EXERCISE BRIEF
Convert every line of the rows below into a JSON list of strings, one string per line, with blank lines and the pictures left out.

DATA LISTING
■ ■ ■ ■

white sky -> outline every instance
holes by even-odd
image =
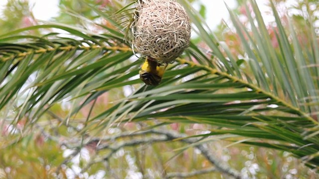
[[[236,7],[235,0],[200,0],[206,7],[207,22],[211,28],[216,27],[220,20],[228,18],[228,12],[226,8],[224,2],[230,8]],[[57,14],[59,0],[29,0],[34,5],[32,8],[33,15],[36,19],[48,20],[52,17]],[[0,0],[0,7],[3,9],[7,0]],[[194,7],[199,8],[199,6]]]

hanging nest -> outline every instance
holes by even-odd
[[[169,63],[189,45],[190,23],[175,0],[140,0],[133,23],[133,44],[137,52]]]

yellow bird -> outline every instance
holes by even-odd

■ ■ ■ ■

OUTPUT
[
  "white sky -> outline every instance",
  "holes by even-odd",
  "image =",
  "[[[236,7],[235,0],[200,0],[206,7],[207,22],[211,28],[216,27],[220,20],[228,18],[228,12],[226,8],[224,2],[230,8]],[[57,14],[59,0],[29,0],[34,5],[32,8],[33,15],[36,19],[48,20],[52,17]],[[0,0],[0,7],[3,9],[7,0]],[[194,7],[199,8],[199,6]]]",
  "hanging nest -> outline every instance",
  "holes by even-odd",
  "[[[169,63],[189,45],[190,23],[175,0],[140,0],[133,23],[133,44],[137,52]]]",
  "yellow bird -> outline every instance",
  "holes by even-odd"
]